#### [Excerpt provided]
################

This indicates that if this cat should be put down, a matter clearly outside of your control, a lot of other creatures will be able to live.

Pete


----------



## Veronica (Apr 5, 2008)

*Cyprus RSPCA*

For those who would like to see a body such as the RSPCA in Cyprus here is a link to the petition.
If you read some of the comments in this you will see that many Cypriots are appalled at the level of cruelty and want something done about it.

http://www.change.org/petitions/the...um=email&utm_campaign=petition_message_notice


----------



## MacManiac (Jan 25, 2012)

Veronica said:


> For those who would like to see a body such as the RSPCA in Cyprus here is a link to the petition.
> If you read some of the comments in this you will see that many Cypriots are appalled at the level of cruelty and want something done about it.
> 
> http://www.change.org/petitions/the...um=email&utm_campaign=petition_message_notice


I have signed this (but not holding my breath) and have invited Facebook friends to sign as well.


----------



## Geraldine (Jan 3, 2009)

I signed this a couple of weeks ago and sent to like-minded friends who I knew would jump at the chance to do something to ease the situation. We can only keep pushing forward to try and gradually improve things.


----------



## Veronica (Apr 5, 2008)

I think that the comments made by many Cypriots on this petition show just how wrong some people are to say that ALL Cypriots are cruel to animals. The fact that this petition was started by a Cypriot also proves that many of them do care.


----------



## MacManiac (Jan 25, 2012)

################

#### [Raw data]

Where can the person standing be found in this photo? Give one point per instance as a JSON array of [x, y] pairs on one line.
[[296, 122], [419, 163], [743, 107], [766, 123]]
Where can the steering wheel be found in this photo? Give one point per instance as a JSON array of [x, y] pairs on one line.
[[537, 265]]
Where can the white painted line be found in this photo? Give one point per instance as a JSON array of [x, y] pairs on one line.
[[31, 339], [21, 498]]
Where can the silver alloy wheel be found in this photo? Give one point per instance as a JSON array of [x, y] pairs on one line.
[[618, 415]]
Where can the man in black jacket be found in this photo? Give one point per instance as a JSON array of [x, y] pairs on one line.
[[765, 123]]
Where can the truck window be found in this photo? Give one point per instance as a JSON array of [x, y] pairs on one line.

################

#### [Challenge]
Continue the forum thread about the petition for an RSPCA-like body in Cyprus, starting right after its final line.

#### [Reply]
We picked up the automatic cat trap today, and put some food in it before going out for the evening. On our return the feral cat was in the trap. I have covered the trap with a towel (on the advice of the lady who supplied the trap), and we shall take the cat to Paphiakos first thing tomorrow.


----------



## Geraldine (Jan 3, 2009)

Good result...well done.


----------



## PeteandSylv (Sep 24, 2008)

Keep checking over your shoulder.

There could be a hysterical hit woman after you!










Pete


----------



## MacManiac (Jan 25, 2012)

PeteandSylv said:


> Keep checking over your shoulder.
> 
> There could be a hysterical hit woman after you!
> 
> ...


Any problems like that, and I shall do what any Englishman would do in foreign parts, and send for a gunboat.


----------



## Pam n Dave (Jun 11, 2007)

I’m very disappointed about this. I understood from the previous thread that the animal was to be sacrificed in a ceremony on Argaka beach and I’ve just paid a small fortune on a fetching crimson robe with matching hood.

Instead it’s going to meet its maker at the hands of a YTS person who can’t tell dog flea drops from cat flea drops.

If you change you mind as I believe you should the next full moon is on the 21st unless you decide on tomorrow which is the new moon.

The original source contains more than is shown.